What to do:
Only the lines from the one containing "One point for each instance of the player" through the last line below should be written out, exactly and with both ends kept.

Record extracts:
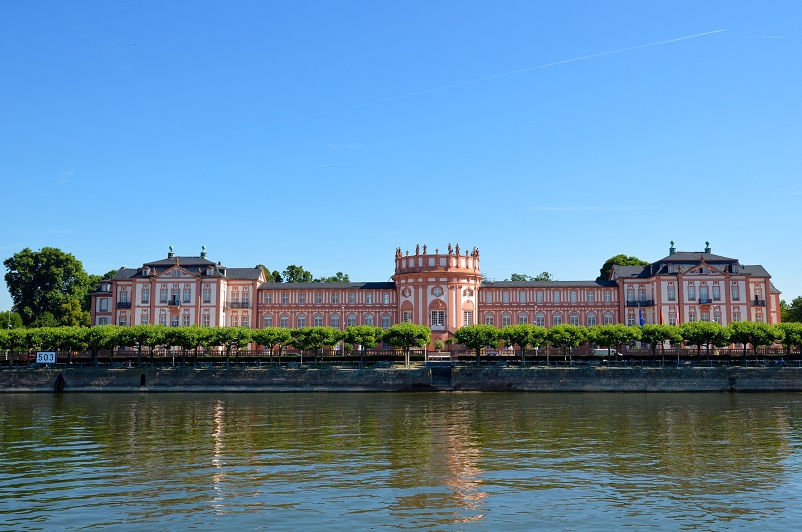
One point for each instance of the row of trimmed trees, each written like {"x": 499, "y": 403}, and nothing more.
{"x": 402, "y": 336}
{"x": 566, "y": 337}
{"x": 227, "y": 339}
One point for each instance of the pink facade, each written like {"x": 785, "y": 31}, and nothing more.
{"x": 442, "y": 290}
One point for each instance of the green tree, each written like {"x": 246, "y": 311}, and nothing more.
{"x": 791, "y": 333}
{"x": 614, "y": 335}
{"x": 618, "y": 260}
{"x": 703, "y": 333}
{"x": 407, "y": 335}
{"x": 270, "y": 337}
{"x": 655, "y": 334}
{"x": 42, "y": 281}
{"x": 368, "y": 336}
{"x": 339, "y": 277}
{"x": 314, "y": 339}
{"x": 523, "y": 335}
{"x": 296, "y": 274}
{"x": 13, "y": 317}
{"x": 753, "y": 333}
{"x": 478, "y": 336}
{"x": 567, "y": 336}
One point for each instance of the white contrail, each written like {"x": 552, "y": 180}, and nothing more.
{"x": 505, "y": 74}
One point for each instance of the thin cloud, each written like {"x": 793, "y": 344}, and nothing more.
{"x": 503, "y": 74}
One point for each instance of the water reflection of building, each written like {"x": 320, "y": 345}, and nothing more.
{"x": 444, "y": 290}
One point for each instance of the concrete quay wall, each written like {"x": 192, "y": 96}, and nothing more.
{"x": 467, "y": 379}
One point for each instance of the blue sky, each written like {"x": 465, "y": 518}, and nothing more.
{"x": 550, "y": 135}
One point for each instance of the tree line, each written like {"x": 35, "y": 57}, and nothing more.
{"x": 403, "y": 336}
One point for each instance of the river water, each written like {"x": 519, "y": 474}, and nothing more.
{"x": 434, "y": 461}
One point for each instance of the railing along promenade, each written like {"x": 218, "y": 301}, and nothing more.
{"x": 552, "y": 357}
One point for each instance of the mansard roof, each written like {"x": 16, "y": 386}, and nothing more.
{"x": 328, "y": 286}
{"x": 549, "y": 284}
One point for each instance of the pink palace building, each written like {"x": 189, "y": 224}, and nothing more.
{"x": 442, "y": 290}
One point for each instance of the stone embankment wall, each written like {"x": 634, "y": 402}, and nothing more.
{"x": 593, "y": 379}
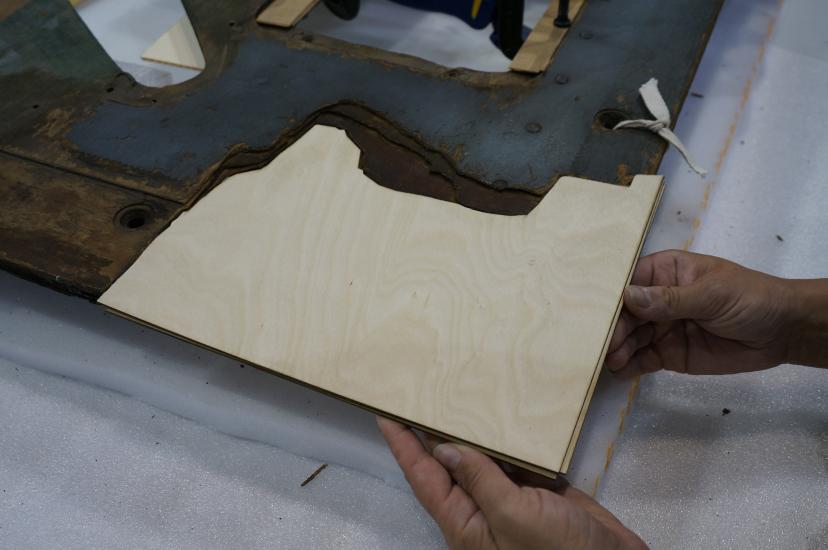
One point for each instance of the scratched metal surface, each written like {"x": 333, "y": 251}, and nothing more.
{"x": 141, "y": 154}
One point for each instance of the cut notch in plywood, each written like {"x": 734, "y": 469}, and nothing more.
{"x": 285, "y": 13}
{"x": 487, "y": 329}
{"x": 178, "y": 46}
{"x": 537, "y": 51}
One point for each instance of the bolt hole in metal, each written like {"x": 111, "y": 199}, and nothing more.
{"x": 609, "y": 118}
{"x": 134, "y": 216}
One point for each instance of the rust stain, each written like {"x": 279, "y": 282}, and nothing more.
{"x": 622, "y": 174}
{"x": 56, "y": 124}
{"x": 731, "y": 131}
{"x": 610, "y": 451}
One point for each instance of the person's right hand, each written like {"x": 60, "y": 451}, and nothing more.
{"x": 701, "y": 315}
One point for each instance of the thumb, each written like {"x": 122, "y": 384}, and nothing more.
{"x": 489, "y": 487}
{"x": 668, "y": 303}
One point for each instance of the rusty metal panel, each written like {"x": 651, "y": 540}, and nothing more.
{"x": 492, "y": 141}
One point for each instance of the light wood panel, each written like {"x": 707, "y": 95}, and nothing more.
{"x": 285, "y": 13}
{"x": 178, "y": 46}
{"x": 489, "y": 329}
{"x": 539, "y": 47}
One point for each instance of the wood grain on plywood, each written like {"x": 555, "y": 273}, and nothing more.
{"x": 285, "y": 13}
{"x": 486, "y": 328}
{"x": 537, "y": 51}
{"x": 178, "y": 46}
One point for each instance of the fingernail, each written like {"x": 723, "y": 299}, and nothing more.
{"x": 639, "y": 296}
{"x": 447, "y": 455}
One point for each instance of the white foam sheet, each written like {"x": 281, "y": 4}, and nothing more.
{"x": 83, "y": 467}
{"x": 59, "y": 423}
{"x": 685, "y": 475}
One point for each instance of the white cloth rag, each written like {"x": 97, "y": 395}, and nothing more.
{"x": 661, "y": 125}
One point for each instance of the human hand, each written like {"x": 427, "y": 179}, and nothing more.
{"x": 477, "y": 506}
{"x": 701, "y": 315}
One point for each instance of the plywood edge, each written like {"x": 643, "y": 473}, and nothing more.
{"x": 178, "y": 47}
{"x": 537, "y": 51}
{"x": 285, "y": 13}
{"x": 564, "y": 468}
{"x": 490, "y": 452}
{"x": 129, "y": 299}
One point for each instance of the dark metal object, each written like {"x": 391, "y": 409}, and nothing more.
{"x": 508, "y": 26}
{"x": 562, "y": 20}
{"x": 344, "y": 9}
{"x": 81, "y": 141}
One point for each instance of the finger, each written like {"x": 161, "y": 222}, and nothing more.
{"x": 643, "y": 273}
{"x": 429, "y": 480}
{"x": 449, "y": 505}
{"x": 626, "y": 324}
{"x": 489, "y": 487}
{"x": 640, "y": 337}
{"x": 585, "y": 502}
{"x": 644, "y": 361}
{"x": 669, "y": 303}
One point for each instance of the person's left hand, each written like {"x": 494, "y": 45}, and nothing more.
{"x": 485, "y": 509}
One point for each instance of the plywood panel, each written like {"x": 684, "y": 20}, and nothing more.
{"x": 178, "y": 46}
{"x": 486, "y": 328}
{"x": 539, "y": 47}
{"x": 285, "y": 13}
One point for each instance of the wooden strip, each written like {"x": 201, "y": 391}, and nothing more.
{"x": 536, "y": 53}
{"x": 483, "y": 327}
{"x": 285, "y": 13}
{"x": 178, "y": 46}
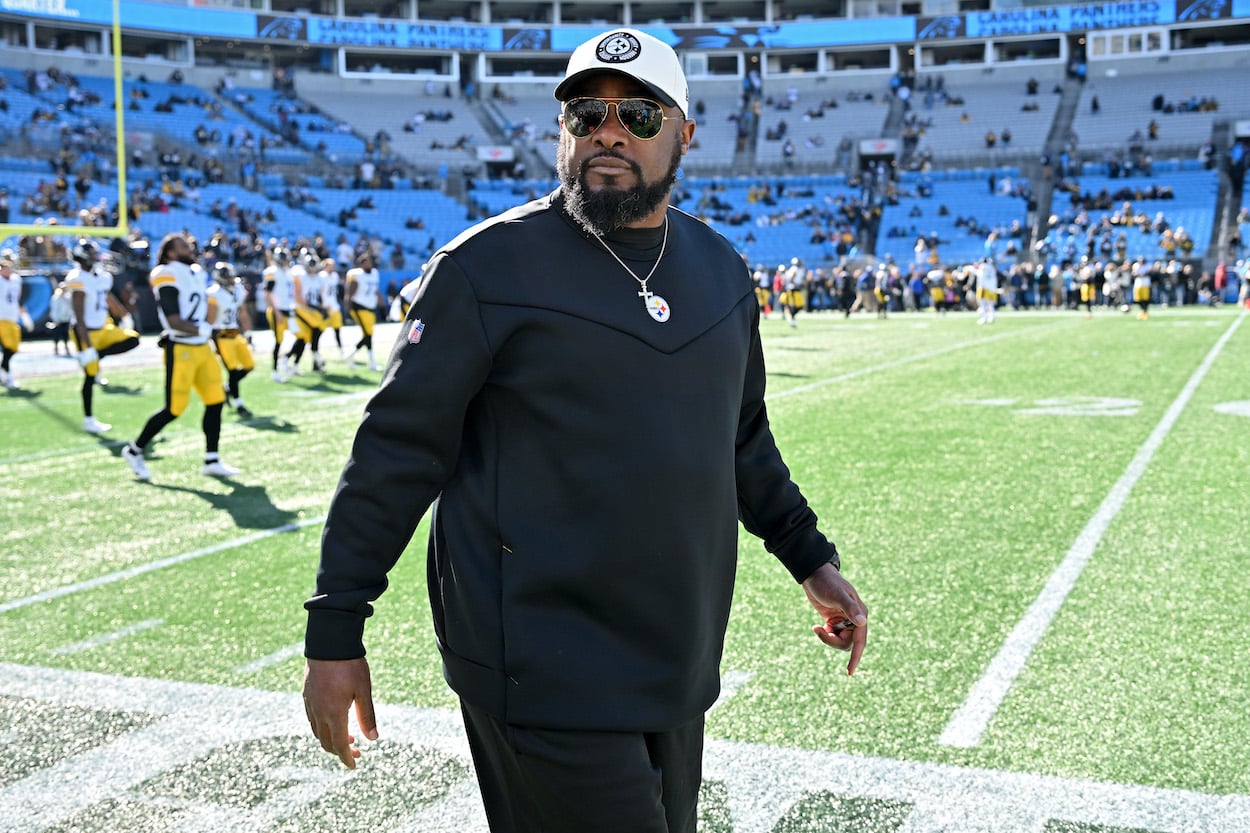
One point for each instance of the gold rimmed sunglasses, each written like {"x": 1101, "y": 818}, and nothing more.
{"x": 643, "y": 118}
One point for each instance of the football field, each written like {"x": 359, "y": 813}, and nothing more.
{"x": 1048, "y": 518}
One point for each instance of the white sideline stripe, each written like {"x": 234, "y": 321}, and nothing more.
{"x": 905, "y": 360}
{"x": 275, "y": 658}
{"x": 763, "y": 782}
{"x": 151, "y": 567}
{"x": 183, "y": 440}
{"x": 105, "y": 638}
{"x": 974, "y": 716}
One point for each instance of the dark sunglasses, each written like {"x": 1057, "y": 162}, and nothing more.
{"x": 643, "y": 118}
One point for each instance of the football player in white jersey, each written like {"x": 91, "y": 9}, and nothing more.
{"x": 309, "y": 312}
{"x": 986, "y": 290}
{"x": 186, "y": 314}
{"x": 231, "y": 332}
{"x": 330, "y": 285}
{"x": 361, "y": 297}
{"x": 1141, "y": 287}
{"x": 95, "y": 309}
{"x": 279, "y": 288}
{"x": 14, "y": 318}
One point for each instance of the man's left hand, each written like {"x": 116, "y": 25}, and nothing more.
{"x": 845, "y": 615}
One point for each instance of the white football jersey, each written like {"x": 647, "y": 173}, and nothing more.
{"x": 365, "y": 293}
{"x": 283, "y": 288}
{"x": 10, "y": 298}
{"x": 229, "y": 300}
{"x": 330, "y": 290}
{"x": 95, "y": 287}
{"x": 193, "y": 298}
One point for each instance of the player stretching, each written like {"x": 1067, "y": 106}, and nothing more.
{"x": 361, "y": 294}
{"x": 95, "y": 335}
{"x": 186, "y": 314}
{"x": 279, "y": 289}
{"x": 14, "y": 318}
{"x": 231, "y": 332}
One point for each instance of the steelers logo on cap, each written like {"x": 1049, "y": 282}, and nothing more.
{"x": 618, "y": 48}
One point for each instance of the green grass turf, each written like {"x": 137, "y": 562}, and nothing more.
{"x": 951, "y": 509}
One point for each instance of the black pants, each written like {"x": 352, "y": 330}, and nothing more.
{"x": 554, "y": 781}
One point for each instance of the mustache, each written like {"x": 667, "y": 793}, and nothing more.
{"x": 609, "y": 154}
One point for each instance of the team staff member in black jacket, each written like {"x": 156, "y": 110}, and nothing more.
{"x": 579, "y": 394}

Answer to the problem:
One point for each instance of the player stretching, each written like {"x": 1067, "y": 106}, and nothing more.
{"x": 361, "y": 294}
{"x": 95, "y": 335}
{"x": 186, "y": 314}
{"x": 279, "y": 289}
{"x": 14, "y": 318}
{"x": 231, "y": 332}
One point for each instance of the steelers logo on cap, each written like {"x": 1049, "y": 282}, and nothing more.
{"x": 618, "y": 48}
One point for each instance of the green grass turf, each written like {"x": 137, "y": 562}, and nothing more.
{"x": 951, "y": 509}
One point for each instance of the black pants, each written like {"x": 352, "y": 330}, and nothing more.
{"x": 554, "y": 781}
One point for each instance of the mustache, each written like {"x": 667, "y": 793}, and nothing more.
{"x": 609, "y": 154}
One point for each instance of the team staff member in black jacket, each written like {"x": 156, "y": 110}, and nothing more.
{"x": 579, "y": 394}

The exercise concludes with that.